■ EXTRAIT FOURNI ■

----------------------------------------

Pourquoi, quand il s’agit d’immigration algérienne, la loupe ne zoome que sur l’ombre ? Pourquoi ne pas voir que des esprits comme Mehdi Chouiten et Ryad Boulanouar révolutionnent la finance et les nouvelles technologies ? Que dans les laboratoires, les salles d’opération, les salles de marché, les conseils d’administration, des Français d’origine algérienne tracent la voie de la prospérité française ?
Accuser la fabrication du bouc émissaire
Cette obsession de la délinquance, martelée à coups de statistiques tronquées, n’est que la vieille recette de ceux qui ont besoin d’un ennemi intérieur pour masquer leur propre faillite. Plutôt que de questionner les inégalités, plutôt que d’affronter les véritables défaillances du système, ils préfèrent l’accuser, cet autre commode, cet enfant d’ouvriers, cet héritier d’exilés.
Le regroupement familial devient un crime, comme si vivre avec les siens était une menace pour la nation. La précarité devient un stigmate héréditaire, comme si elle était l’essence même de ces hommes et de ces femmes, et non la conséquence de décennies de discrimination et d’exclusion organisée.
Accuser l’amnésie volontaire
Que sait-on de la contribution de ces hommes et femmes à la France, sinon ce que l’on veut bien en dire ? Qui se souvient que sans eux, les rues de nos villes auraient été silencieuses faute de chauffeurs de bus ? Que les hôpitaux se videraient de leurs soignants, que les universités perdraient des chercheurs brillants, que le monde de la finance se priverait d’innovateurs audacieux ?
J’accuse ceux qui font profession d’oublier que la France est aussi l’œuvre de ces fils et filles d’immigrés. Je les accuse d’entretenir une histoire tronquée, une mémoire sélective, un récit mutilé où seuls persistent les visages qui effraient.

----------------------------------------

■ DONNÉES PRÉSENTÉES ■
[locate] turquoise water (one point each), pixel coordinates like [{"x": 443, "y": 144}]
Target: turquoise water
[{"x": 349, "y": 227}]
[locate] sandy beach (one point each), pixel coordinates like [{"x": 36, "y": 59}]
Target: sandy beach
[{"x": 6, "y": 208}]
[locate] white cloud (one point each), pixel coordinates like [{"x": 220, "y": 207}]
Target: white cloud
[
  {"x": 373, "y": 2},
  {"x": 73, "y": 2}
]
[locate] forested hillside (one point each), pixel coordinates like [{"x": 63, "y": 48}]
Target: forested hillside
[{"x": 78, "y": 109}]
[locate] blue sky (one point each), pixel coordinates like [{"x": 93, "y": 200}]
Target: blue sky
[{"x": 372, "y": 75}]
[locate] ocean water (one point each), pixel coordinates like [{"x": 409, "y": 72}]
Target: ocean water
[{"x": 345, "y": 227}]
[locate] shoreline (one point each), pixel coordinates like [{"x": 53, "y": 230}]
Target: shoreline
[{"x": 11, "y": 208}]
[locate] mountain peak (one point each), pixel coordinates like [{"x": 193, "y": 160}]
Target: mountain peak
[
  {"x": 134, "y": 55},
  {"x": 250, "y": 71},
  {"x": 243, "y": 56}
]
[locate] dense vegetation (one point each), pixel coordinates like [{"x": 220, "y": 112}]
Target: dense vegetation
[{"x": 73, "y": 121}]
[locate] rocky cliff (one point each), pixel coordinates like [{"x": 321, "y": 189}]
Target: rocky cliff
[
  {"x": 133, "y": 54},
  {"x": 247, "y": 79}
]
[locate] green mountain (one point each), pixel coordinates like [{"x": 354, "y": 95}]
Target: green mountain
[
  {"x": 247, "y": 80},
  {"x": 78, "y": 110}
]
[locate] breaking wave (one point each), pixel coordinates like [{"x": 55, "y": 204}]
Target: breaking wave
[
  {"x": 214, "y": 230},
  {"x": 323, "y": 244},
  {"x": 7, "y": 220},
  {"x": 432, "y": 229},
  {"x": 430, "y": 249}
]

----------------------------------------

■ CONSIGNES DE L'EXERCICE ■
• 1. Indiquez si chacune des affirmations suivantes est conforme à l'extrait, en répondant par oui ou par non et en citant mot pour mot le passage qui le prouve. (a) Mehdi Chouiten et Ryad Boulanouar sont cités comme des esprits qui révolutionnent la finance et les nouvelles technologies. (b) Les statistiques sur la délinquance invoquées sont présentées comme complètes. (c) L'extrait accuse ceux qui oublient que la France est aussi l'œuvre des enfants d'immigrés.
• 2. Reformulez sous forme de liste à puces le paragraphe de l'extrait qui commence par « Le regroupement familial devient un crime ». Conservez-en les idées principales.
• 3. Recopiez fidèlement le passage de l'extrait allant de « Accuser la fabrication » jusqu'à « et d’exclusion organisée. » inclus.
Pour répondre, appuyez-vous uniquement sur l'extrait.

■ RÉPONSES PAR CONSIGNE ■
• 1.
(a) Oui : « des esprits comme Mehdi Chouiten et Ryad Boulanouar révolutionnent la finance et les nouvelles technologies ».
(b) Non : « martelée à coups de statistiques tronquées ».
(c) Oui : « J’accuse ceux qui font profession d’oublier que la France est aussi l’œuvre de ces fils et filles d’immigrés ».

• 2.
- Le regroupement familial est traité comme un crime, comme si vivre avec les siens menaçait la nation.
- La précarité est présentée comme un stigmate héréditaire, comme si elle faisait partie de l'essence même de ces hommes et de ces femmes.
- En réalité, elle est la conséquence de décennies de discrimination et d'exclusion organisée.

• 3.
Accuser la fabrication du bouc émissaire
Cette obsession de la délinquance, martelée à coups de statistiques tronquées, n’est que la vieille recette de ceux qui ont besoin d’un ennemi intérieur pour masquer leur propre faillite. Plutôt que de questionner les inégalités, plutôt que d’affronter les véritables défaillances du système, ils préfèrent l’accuser, cet autre commode, cet enfant d’ouvriers, cet héritier d’exilés.
Le regroupement familial devient un crime, comme si vivre avec les siens était une menace pour la nation. La précarité devient un stigmate héréditaire, comme si elle était l’essence même de ces hommes et de ces femmes, et non la conséquence de décennies de discrimination et d’exclusion organisée.